• _The request_
Copy the data below, swapping every "drop a point" for "place a marker" and changing nothing else.

Data from a pointing dataset

○ ○ ○ ○

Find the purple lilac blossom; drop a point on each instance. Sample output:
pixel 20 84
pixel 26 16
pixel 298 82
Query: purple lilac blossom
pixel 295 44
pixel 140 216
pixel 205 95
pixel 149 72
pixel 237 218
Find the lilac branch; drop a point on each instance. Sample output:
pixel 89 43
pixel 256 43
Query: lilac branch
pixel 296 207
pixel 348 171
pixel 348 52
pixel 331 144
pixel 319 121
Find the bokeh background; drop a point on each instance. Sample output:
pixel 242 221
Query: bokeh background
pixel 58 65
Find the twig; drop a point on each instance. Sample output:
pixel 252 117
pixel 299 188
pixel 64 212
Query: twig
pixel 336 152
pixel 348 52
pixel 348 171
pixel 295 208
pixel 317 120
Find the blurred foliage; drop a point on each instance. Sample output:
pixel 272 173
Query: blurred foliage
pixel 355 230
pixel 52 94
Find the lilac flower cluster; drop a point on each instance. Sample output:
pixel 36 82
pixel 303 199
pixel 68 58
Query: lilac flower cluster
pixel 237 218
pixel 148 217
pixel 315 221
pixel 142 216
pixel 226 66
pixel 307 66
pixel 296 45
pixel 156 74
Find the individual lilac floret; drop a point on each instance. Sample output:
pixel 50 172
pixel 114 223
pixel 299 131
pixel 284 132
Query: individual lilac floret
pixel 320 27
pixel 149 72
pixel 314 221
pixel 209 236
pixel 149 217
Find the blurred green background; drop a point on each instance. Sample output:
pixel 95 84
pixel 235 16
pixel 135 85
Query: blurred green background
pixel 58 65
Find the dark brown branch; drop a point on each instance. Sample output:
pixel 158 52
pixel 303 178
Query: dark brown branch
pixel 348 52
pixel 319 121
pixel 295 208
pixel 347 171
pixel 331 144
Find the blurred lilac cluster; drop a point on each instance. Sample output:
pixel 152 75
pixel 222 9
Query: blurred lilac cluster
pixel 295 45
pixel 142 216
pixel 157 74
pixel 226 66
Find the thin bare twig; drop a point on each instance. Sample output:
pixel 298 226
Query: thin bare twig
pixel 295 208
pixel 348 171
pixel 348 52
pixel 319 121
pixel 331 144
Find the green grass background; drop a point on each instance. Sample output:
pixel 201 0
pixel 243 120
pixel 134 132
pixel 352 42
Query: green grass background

○ ○ ○ ○

• _Finished exercise_
Find the purple lilac blossom; place a marker on each instance. Sample output:
pixel 20 84
pixel 26 16
pixel 298 82
Query: purple lilac blossom
pixel 295 44
pixel 140 216
pixel 205 95
pixel 149 72
pixel 237 218
Find the lilac branch; place a marker on each instance. Sample output:
pixel 89 43
pixel 256 43
Query: lilac branch
pixel 296 207
pixel 348 171
pixel 348 52
pixel 331 144
pixel 319 121
Find the bokeh background; place a marker on each instance. Sample output:
pixel 242 221
Query: bokeh background
pixel 58 65
Find the twig; place a marker on each instance. Sample output:
pixel 252 117
pixel 299 188
pixel 64 212
Query: twig
pixel 336 152
pixel 348 52
pixel 348 171
pixel 295 208
pixel 317 120
Find the blurred foliage; place a marker on each instance. Sample output:
pixel 272 173
Query: blurred foliage
pixel 355 230
pixel 52 94
Find the lilac flower cluster; place a marker on each instance. Sample output:
pixel 36 82
pixel 303 199
pixel 68 58
Query: lilac flower cluster
pixel 237 218
pixel 148 217
pixel 315 221
pixel 142 216
pixel 226 66
pixel 307 66
pixel 296 45
pixel 156 74
Find the individual lilac floret; place a marker on each instance. Sample output:
pixel 50 172
pixel 114 223
pixel 299 131
pixel 284 132
Query: individual lilac floret
pixel 320 27
pixel 149 72
pixel 314 221
pixel 209 236
pixel 149 217
Find the blurred green background; place a marker on each instance. Sample output:
pixel 95 84
pixel 235 16
pixel 135 85
Query: blurred green background
pixel 58 65
Find the dark brown branch; place a marker on each instance. Sample output:
pixel 158 52
pixel 303 178
Query: dark brown branch
pixel 348 52
pixel 319 121
pixel 295 208
pixel 347 171
pixel 331 144
Find the blurred lilac cluster; place a marker on each instance. Sample output:
pixel 152 75
pixel 222 9
Query: blurred lilac cluster
pixel 295 45
pixel 142 216
pixel 157 74
pixel 226 66
Find the thin bare twig; place a marker on each instance. Sample output:
pixel 298 226
Query: thin bare twig
pixel 295 208
pixel 348 171
pixel 348 52
pixel 319 121
pixel 331 144
Find the green grass background; place a marker on each instance. Sample output:
pixel 201 0
pixel 243 120
pixel 134 132
pixel 352 42
Query: green grass background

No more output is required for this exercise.